> _Data section_

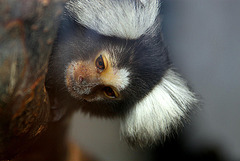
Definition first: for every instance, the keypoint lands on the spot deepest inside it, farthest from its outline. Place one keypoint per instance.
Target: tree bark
(27, 31)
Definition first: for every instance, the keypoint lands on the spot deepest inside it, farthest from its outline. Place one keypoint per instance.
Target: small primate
(109, 60)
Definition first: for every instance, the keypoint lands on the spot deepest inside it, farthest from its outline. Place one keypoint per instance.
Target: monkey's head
(109, 60)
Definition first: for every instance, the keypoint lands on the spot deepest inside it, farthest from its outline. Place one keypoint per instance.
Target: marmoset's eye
(110, 92)
(100, 63)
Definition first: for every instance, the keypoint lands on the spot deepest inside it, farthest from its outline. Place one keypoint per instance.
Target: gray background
(203, 38)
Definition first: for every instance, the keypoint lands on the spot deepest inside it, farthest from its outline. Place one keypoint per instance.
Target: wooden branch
(27, 31)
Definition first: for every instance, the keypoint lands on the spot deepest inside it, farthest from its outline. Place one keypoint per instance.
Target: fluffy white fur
(160, 111)
(121, 18)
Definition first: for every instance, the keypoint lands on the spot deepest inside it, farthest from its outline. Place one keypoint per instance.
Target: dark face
(103, 75)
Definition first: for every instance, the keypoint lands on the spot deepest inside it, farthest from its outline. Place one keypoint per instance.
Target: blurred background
(203, 38)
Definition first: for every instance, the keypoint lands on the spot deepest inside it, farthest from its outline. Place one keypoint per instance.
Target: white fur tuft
(160, 111)
(125, 19)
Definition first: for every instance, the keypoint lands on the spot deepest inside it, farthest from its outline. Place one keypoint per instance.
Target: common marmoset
(109, 60)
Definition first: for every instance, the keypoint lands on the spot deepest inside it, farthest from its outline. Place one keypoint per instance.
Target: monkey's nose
(80, 79)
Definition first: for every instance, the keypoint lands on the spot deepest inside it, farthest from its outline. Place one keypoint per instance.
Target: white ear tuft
(125, 19)
(159, 112)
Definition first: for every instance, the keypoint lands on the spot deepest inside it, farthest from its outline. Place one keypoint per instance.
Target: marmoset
(109, 60)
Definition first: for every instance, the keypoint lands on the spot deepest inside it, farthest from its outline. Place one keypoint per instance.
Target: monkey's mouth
(77, 86)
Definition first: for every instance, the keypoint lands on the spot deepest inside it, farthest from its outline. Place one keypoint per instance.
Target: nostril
(80, 79)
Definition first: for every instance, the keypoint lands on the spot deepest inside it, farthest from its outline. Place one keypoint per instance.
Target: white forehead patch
(121, 18)
(162, 109)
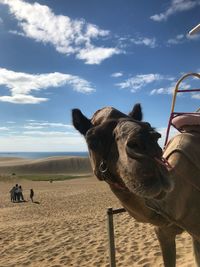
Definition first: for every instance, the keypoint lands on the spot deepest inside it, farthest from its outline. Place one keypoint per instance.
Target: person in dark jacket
(31, 194)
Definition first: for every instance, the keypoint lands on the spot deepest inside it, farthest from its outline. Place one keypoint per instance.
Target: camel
(124, 152)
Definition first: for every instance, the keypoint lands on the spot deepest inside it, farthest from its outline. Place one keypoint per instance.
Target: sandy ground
(67, 227)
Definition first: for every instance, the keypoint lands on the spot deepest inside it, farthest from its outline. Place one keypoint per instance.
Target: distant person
(12, 194)
(21, 197)
(31, 194)
(16, 193)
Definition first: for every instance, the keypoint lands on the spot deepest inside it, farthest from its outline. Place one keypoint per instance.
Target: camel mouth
(150, 188)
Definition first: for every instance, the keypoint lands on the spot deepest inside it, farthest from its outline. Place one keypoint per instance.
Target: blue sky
(62, 54)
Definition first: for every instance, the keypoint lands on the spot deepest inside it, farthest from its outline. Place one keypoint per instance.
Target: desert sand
(67, 226)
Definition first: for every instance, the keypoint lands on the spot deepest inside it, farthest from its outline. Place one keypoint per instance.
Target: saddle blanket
(186, 143)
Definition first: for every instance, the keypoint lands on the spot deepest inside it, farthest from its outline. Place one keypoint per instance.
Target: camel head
(124, 151)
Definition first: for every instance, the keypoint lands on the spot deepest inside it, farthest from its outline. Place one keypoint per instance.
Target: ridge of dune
(67, 227)
(49, 165)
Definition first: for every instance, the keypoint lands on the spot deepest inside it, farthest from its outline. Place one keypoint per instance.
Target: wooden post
(111, 238)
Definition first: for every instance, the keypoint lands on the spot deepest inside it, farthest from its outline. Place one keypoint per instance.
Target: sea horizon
(44, 154)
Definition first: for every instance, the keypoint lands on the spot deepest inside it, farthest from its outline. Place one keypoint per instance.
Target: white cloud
(94, 55)
(175, 7)
(177, 40)
(51, 142)
(68, 36)
(22, 84)
(137, 82)
(169, 90)
(49, 133)
(196, 96)
(4, 128)
(195, 37)
(151, 42)
(117, 74)
(32, 125)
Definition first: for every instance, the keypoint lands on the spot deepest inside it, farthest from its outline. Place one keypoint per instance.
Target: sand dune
(68, 228)
(51, 165)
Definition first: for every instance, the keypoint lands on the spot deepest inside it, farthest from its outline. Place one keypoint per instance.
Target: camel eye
(156, 135)
(133, 145)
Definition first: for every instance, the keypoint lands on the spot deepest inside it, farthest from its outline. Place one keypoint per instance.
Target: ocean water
(39, 155)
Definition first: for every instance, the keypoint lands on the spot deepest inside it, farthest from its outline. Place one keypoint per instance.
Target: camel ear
(136, 112)
(80, 122)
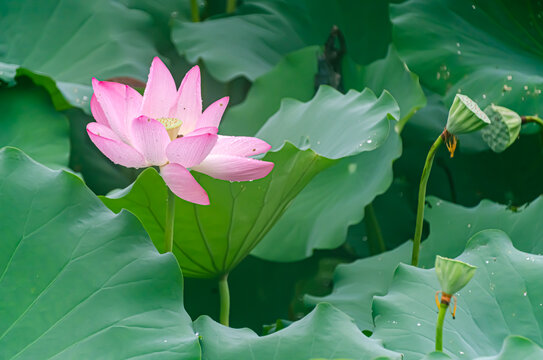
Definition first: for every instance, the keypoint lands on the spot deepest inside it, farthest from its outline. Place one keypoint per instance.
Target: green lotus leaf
(245, 212)
(501, 64)
(76, 280)
(340, 193)
(503, 298)
(267, 91)
(260, 33)
(61, 46)
(324, 333)
(514, 347)
(453, 275)
(451, 225)
(504, 127)
(29, 121)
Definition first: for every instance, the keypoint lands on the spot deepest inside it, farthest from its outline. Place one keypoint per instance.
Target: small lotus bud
(453, 275)
(504, 127)
(465, 116)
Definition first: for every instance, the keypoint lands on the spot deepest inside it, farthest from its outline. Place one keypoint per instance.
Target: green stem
(194, 11)
(224, 293)
(537, 120)
(170, 220)
(439, 326)
(375, 236)
(230, 6)
(422, 198)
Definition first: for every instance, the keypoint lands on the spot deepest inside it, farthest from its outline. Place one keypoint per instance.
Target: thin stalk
(375, 236)
(422, 198)
(170, 220)
(224, 293)
(194, 11)
(527, 119)
(230, 6)
(439, 326)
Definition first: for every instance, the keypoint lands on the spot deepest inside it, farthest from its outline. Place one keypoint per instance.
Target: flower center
(172, 126)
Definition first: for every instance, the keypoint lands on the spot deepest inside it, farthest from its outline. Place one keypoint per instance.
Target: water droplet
(352, 168)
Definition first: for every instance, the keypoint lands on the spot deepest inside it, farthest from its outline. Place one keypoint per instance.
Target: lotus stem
(194, 11)
(422, 198)
(230, 6)
(373, 230)
(170, 220)
(439, 326)
(224, 293)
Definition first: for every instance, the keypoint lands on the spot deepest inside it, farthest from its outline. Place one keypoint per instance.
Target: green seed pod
(453, 275)
(465, 116)
(503, 129)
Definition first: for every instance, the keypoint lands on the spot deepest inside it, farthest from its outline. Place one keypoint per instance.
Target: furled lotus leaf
(452, 274)
(465, 116)
(504, 127)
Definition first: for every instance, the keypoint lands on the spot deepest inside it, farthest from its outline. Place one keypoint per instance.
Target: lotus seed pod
(452, 274)
(465, 116)
(504, 127)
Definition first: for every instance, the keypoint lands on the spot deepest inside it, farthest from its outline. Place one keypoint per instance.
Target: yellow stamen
(172, 125)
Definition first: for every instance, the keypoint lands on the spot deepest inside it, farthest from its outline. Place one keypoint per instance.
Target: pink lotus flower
(166, 127)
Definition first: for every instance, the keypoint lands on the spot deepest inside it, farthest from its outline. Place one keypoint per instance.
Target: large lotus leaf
(255, 38)
(339, 194)
(29, 121)
(62, 44)
(366, 177)
(514, 347)
(489, 50)
(99, 173)
(503, 298)
(356, 284)
(321, 214)
(211, 240)
(333, 124)
(76, 280)
(326, 333)
(450, 227)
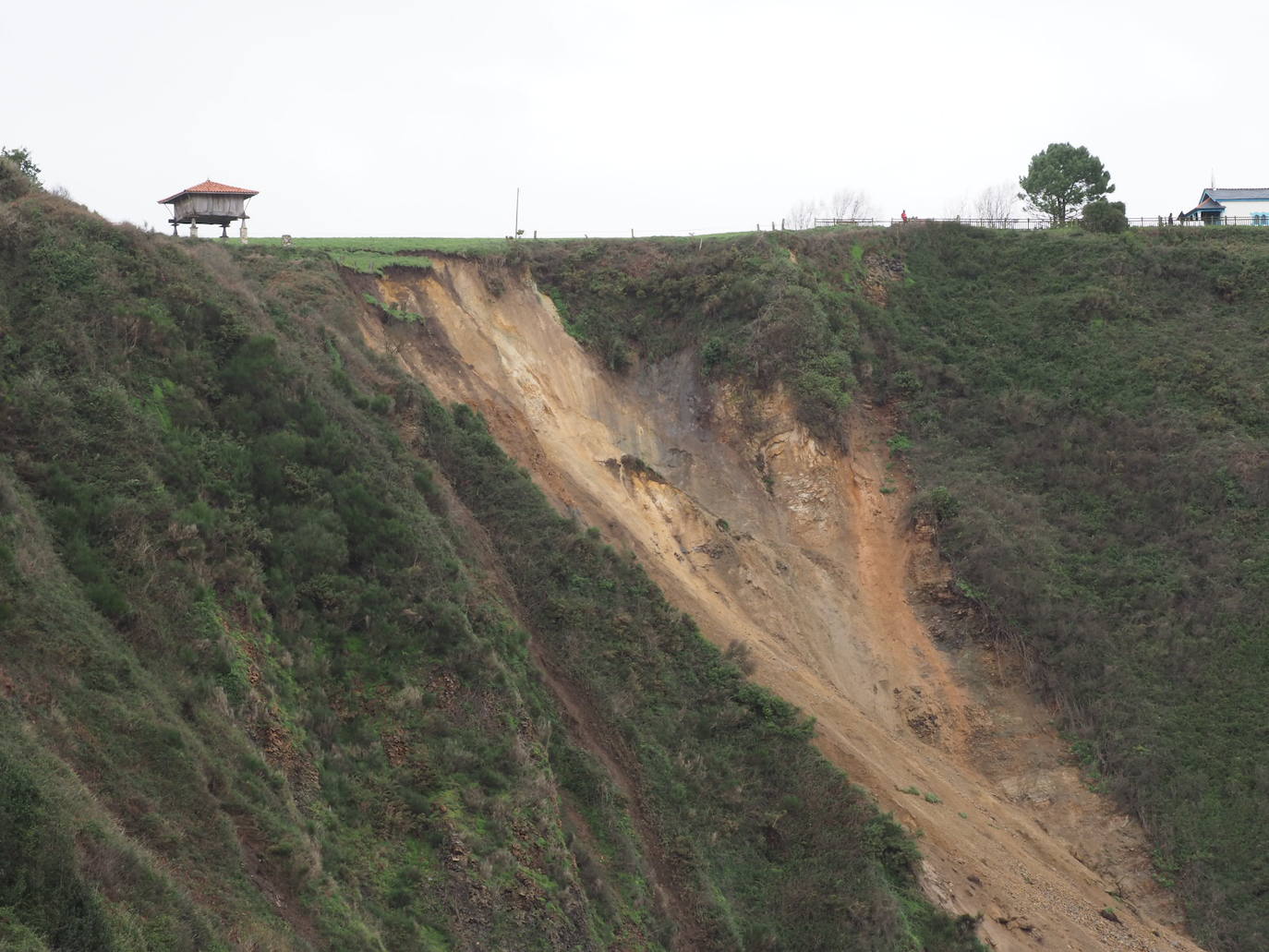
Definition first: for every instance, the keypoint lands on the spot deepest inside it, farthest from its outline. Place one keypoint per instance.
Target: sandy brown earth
(806, 554)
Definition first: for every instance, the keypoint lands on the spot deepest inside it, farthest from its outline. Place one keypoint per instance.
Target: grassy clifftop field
(273, 630)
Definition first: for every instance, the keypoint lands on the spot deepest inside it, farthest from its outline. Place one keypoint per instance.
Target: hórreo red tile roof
(210, 188)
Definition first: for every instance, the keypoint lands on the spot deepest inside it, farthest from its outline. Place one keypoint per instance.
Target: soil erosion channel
(804, 554)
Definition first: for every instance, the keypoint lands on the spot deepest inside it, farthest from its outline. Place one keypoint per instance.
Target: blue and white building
(1232, 206)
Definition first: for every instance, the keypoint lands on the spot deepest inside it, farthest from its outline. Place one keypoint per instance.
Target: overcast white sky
(382, 117)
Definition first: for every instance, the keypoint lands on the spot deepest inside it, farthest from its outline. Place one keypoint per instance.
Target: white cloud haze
(423, 118)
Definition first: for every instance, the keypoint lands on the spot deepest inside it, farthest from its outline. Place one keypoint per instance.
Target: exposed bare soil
(806, 554)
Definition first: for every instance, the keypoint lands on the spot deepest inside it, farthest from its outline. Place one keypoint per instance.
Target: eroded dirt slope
(804, 554)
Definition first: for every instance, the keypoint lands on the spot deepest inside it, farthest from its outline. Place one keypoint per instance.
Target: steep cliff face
(804, 552)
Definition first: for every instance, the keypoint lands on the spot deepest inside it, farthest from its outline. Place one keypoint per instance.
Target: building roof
(1212, 197)
(210, 188)
(1225, 195)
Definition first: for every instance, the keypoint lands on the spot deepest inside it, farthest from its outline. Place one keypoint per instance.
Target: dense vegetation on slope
(265, 674)
(1088, 414)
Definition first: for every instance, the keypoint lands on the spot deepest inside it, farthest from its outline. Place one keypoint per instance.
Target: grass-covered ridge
(265, 610)
(1089, 417)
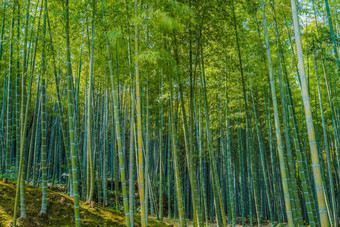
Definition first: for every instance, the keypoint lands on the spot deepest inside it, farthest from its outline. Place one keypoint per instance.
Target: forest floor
(59, 210)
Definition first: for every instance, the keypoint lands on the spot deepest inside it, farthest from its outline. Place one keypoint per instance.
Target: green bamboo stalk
(309, 120)
(70, 120)
(283, 167)
(117, 129)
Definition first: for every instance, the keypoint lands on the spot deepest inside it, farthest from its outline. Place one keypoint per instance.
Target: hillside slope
(59, 210)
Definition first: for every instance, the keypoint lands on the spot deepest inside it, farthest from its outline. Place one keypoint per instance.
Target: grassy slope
(59, 209)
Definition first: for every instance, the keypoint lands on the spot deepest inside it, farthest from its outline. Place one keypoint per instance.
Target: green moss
(59, 210)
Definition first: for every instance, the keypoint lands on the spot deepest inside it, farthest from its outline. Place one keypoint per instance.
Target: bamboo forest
(170, 113)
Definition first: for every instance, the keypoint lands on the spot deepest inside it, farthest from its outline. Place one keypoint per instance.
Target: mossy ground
(59, 210)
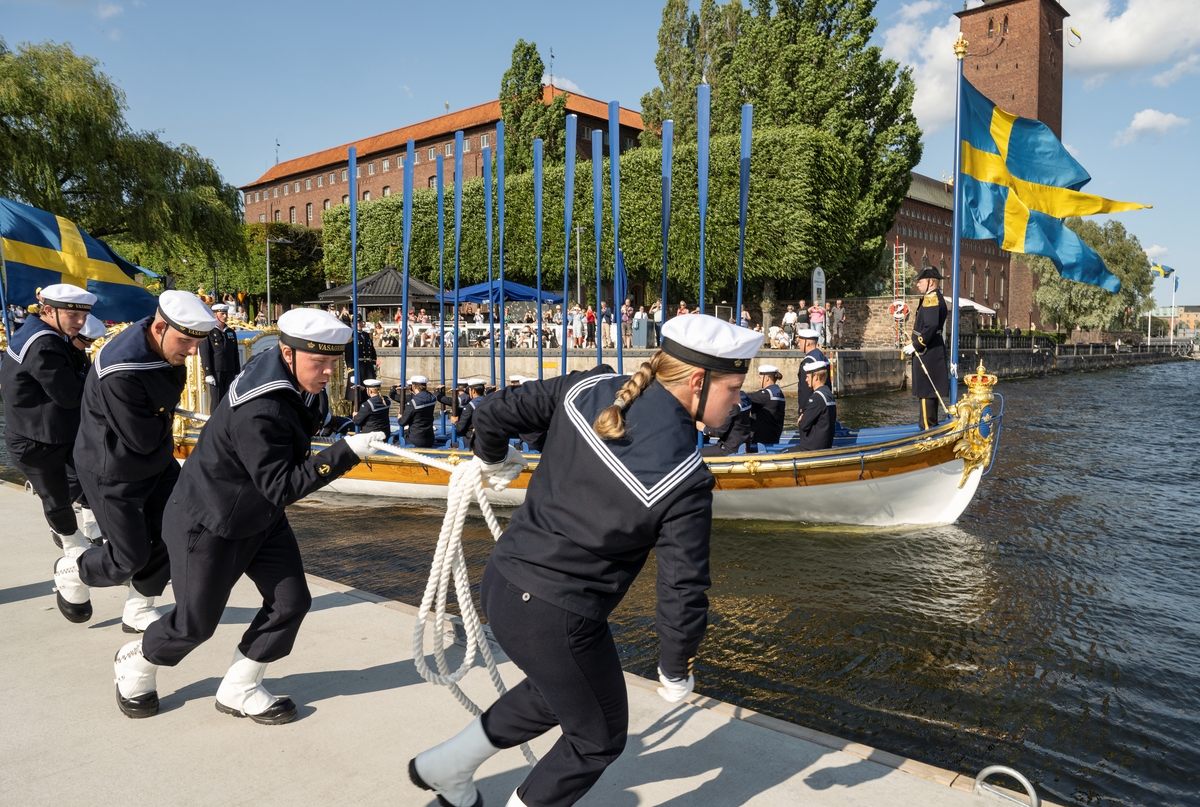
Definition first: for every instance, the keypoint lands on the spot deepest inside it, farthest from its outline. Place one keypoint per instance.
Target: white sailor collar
(129, 351)
(659, 452)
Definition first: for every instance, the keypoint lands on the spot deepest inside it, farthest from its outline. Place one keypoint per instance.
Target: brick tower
(1015, 57)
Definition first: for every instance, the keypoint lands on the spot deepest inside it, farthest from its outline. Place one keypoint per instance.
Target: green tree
(525, 112)
(65, 147)
(1068, 303)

> _Task_
How many lines in the records contain the string "flower"? Reply with the count alone.

> _Answer for the task_
2